- **HOW TO COMPLETE THIS TASK**
Return, exactly and in full, the lines of the records below starting at the one with "Where can the slackline" and ending at the one with "Where can the tightrope", and no other lines.
+++ SOURCE RECORDS
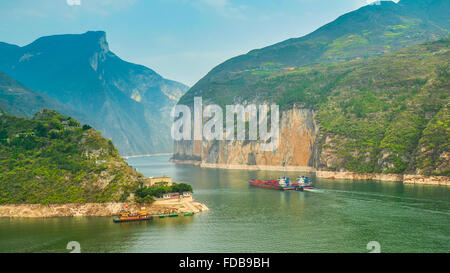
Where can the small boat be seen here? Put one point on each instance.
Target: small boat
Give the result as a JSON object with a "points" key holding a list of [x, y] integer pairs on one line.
{"points": [[126, 216], [282, 183], [303, 183]]}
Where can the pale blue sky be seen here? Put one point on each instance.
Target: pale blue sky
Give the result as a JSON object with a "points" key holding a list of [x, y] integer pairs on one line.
{"points": [[180, 39]]}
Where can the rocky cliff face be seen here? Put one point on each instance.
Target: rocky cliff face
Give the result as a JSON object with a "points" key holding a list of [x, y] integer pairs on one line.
{"points": [[298, 135]]}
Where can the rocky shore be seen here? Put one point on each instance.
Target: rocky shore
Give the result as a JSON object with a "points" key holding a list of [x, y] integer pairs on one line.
{"points": [[404, 178], [100, 209]]}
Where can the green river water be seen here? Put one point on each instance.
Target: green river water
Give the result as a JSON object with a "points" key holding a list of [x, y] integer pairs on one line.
{"points": [[339, 216]]}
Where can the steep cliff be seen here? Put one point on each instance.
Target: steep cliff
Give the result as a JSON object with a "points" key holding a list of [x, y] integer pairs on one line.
{"points": [[298, 133], [388, 114], [128, 103]]}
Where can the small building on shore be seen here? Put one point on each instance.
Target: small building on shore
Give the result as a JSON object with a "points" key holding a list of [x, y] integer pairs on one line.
{"points": [[171, 195], [187, 194], [163, 180]]}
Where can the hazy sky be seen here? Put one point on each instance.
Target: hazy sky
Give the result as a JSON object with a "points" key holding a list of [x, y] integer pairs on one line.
{"points": [[180, 39]]}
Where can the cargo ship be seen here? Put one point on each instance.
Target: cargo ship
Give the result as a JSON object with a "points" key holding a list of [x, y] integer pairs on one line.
{"points": [[303, 183], [126, 216], [282, 183]]}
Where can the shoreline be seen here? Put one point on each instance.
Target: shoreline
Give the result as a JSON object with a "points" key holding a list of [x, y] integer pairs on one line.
{"points": [[402, 178], [181, 205]]}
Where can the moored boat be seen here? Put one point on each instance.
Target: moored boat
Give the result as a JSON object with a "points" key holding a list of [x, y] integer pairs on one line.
{"points": [[303, 183]]}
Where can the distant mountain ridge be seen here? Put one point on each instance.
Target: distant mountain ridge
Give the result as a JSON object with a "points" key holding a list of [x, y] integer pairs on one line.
{"points": [[130, 103], [370, 31], [19, 100], [348, 104]]}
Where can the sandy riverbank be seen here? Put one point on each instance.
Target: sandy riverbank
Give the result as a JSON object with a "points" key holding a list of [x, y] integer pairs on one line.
{"points": [[100, 209]]}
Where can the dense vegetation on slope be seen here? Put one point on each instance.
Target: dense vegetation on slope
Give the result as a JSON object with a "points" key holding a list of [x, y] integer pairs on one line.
{"points": [[52, 159], [391, 114], [18, 100], [386, 114], [370, 31]]}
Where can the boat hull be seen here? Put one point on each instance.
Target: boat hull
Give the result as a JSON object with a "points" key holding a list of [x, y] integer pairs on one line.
{"points": [[132, 219], [262, 184]]}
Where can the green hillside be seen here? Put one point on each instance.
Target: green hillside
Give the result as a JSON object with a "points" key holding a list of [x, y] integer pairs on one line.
{"points": [[385, 114], [370, 31], [51, 158]]}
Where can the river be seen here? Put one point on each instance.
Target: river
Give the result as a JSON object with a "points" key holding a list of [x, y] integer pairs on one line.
{"points": [[339, 216]]}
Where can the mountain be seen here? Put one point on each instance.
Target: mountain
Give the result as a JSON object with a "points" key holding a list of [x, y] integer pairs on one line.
{"points": [[378, 105], [18, 100], [129, 103], [370, 31], [50, 159]]}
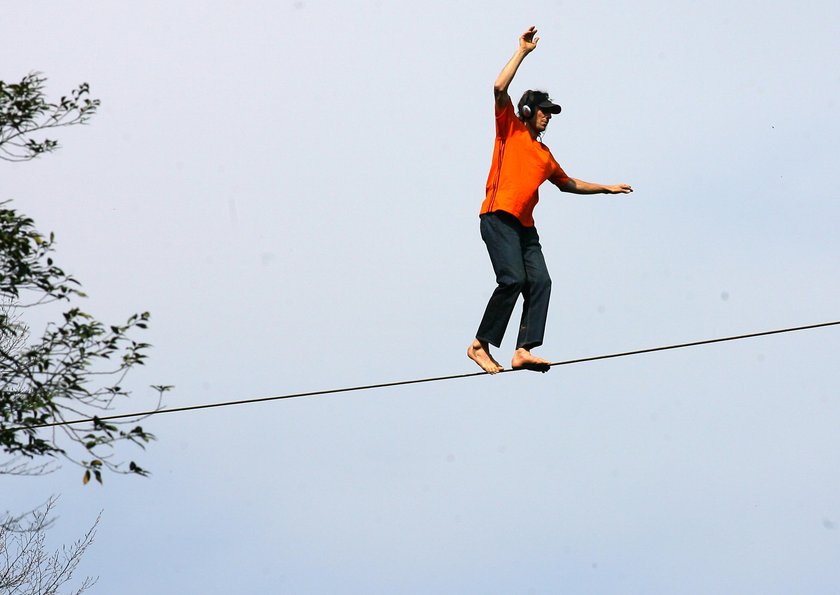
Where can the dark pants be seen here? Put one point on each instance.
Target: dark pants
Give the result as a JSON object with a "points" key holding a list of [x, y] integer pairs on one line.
{"points": [[518, 261]]}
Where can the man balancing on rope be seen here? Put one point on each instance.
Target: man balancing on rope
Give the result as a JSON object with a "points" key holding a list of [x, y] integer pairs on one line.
{"points": [[521, 163]]}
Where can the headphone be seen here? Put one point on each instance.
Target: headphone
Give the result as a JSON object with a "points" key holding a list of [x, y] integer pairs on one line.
{"points": [[526, 109]]}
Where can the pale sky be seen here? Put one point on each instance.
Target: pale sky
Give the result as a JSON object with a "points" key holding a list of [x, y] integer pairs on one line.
{"points": [[292, 190]]}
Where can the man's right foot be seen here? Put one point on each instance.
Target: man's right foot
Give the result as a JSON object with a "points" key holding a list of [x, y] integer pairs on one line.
{"points": [[523, 359], [479, 352]]}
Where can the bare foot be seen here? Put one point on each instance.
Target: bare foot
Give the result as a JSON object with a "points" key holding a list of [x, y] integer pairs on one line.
{"points": [[525, 360], [479, 352]]}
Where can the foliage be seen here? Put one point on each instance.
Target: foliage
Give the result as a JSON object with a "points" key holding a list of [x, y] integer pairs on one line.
{"points": [[75, 369], [26, 567], [25, 111]]}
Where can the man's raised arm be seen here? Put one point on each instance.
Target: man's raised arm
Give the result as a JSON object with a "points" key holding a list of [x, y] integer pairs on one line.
{"points": [[527, 43]]}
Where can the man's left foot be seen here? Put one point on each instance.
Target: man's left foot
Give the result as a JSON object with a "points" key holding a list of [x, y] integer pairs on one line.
{"points": [[525, 360]]}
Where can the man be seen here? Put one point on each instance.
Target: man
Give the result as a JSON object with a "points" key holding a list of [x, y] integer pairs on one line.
{"points": [[521, 163]]}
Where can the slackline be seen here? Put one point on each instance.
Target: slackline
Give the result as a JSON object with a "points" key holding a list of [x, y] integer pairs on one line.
{"points": [[333, 391]]}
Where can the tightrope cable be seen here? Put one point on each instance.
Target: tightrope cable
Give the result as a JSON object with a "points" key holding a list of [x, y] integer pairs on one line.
{"points": [[333, 391]]}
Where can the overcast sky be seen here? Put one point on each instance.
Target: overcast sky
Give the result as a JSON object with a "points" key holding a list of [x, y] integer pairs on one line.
{"points": [[292, 189]]}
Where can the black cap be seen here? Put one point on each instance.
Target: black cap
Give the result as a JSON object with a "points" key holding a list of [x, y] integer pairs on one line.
{"points": [[549, 106]]}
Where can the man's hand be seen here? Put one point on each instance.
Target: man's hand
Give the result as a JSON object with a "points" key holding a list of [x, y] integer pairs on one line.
{"points": [[527, 41]]}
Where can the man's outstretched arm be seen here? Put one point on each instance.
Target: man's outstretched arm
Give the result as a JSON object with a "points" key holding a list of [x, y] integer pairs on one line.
{"points": [[527, 43], [580, 187]]}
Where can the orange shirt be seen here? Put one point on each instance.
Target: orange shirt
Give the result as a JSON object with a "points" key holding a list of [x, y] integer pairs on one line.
{"points": [[520, 164]]}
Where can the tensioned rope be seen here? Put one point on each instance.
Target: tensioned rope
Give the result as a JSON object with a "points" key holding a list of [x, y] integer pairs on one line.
{"points": [[425, 380]]}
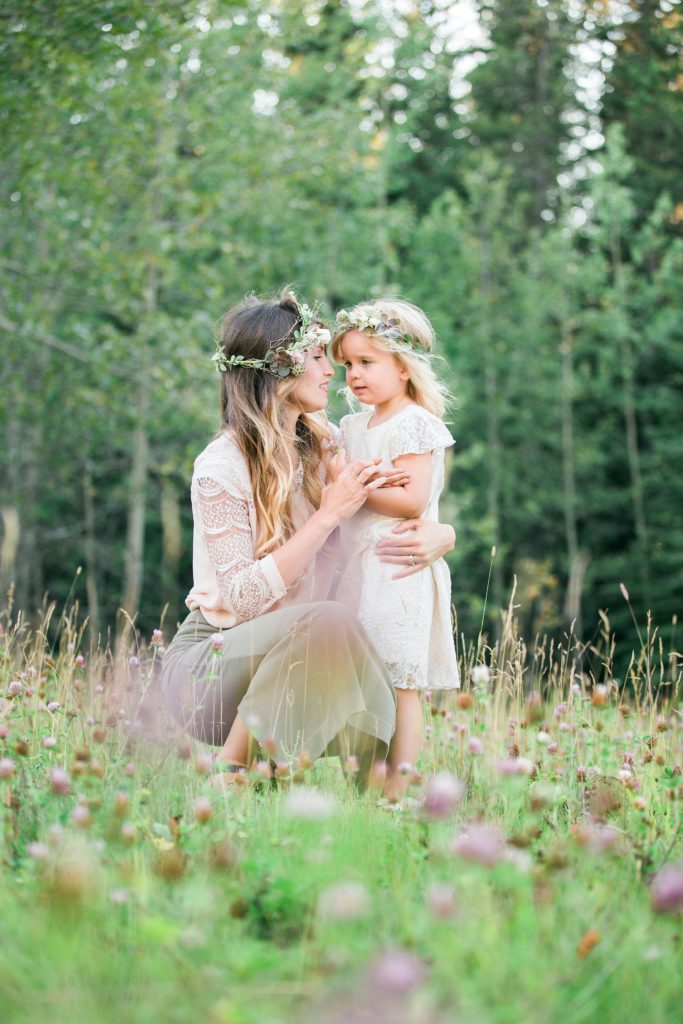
++++++
- **RESPONSE TO THE TASK**
Where can the slackline be seen here? Put one point on each instance.
Target: slackline
Give the result as a JSON object with a "points" key holding a list of [x, y] integer pairs on one line.
{"points": [[333, 391]]}
Where can the tightrope cable be seen here? Put one point on each instance.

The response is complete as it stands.